> WHAT THE EXERCISE ASKS: Starting at the first entry below, repeat all the data word for word and drop the pictures.

(Saved data entries)
+---+
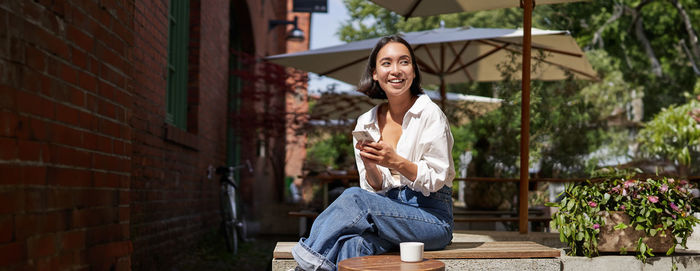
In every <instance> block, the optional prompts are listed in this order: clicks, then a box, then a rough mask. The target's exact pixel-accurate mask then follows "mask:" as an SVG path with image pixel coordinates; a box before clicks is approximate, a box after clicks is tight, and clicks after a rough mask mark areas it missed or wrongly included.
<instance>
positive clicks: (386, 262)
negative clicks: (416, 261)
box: [338, 255, 445, 271]
mask: <svg viewBox="0 0 700 271" xmlns="http://www.w3.org/2000/svg"><path fill="white" fill-rule="evenodd" d="M338 270H339V271H355V270H416V271H418V270H421V271H422V270H431V271H432V270H445V263H443V262H441V261H438V260H433V259H423V261H420V262H415V263H407V262H402V261H401V256H399V255H372V256H363V257H355V258H349V259H345V260H342V261H341V262H340V263H339V264H338Z"/></svg>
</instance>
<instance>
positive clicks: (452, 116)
+---+
> RESPONSE AREA:
In every <instance> block, the optional prompts are listed in this order: clicks, then a box, then a rough mask. The target's exact pixel-accurate mask then follows "mask:" as an SVG path with image pixel coordinates; a box before clicks is approximate, a box after clicks is tight, and clicks after a rough mask mark areas it missed or wrongly included.
<instance>
positive clicks: (386, 262)
negative clicks: (416, 261)
box: [338, 255, 445, 271]
mask: <svg viewBox="0 0 700 271" xmlns="http://www.w3.org/2000/svg"><path fill="white" fill-rule="evenodd" d="M338 270H339V271H355V270H416V271H418V270H421V271H422V270H431V271H432V270H445V263H443V262H441V261H438V260H433V259H423V261H420V262H415V263H407V262H402V261H401V256H399V255H372V256H363V257H355V258H349V259H345V260H342V261H341V262H340V263H339V264H338Z"/></svg>
</instance>
<instance>
positive clicks: (452, 116)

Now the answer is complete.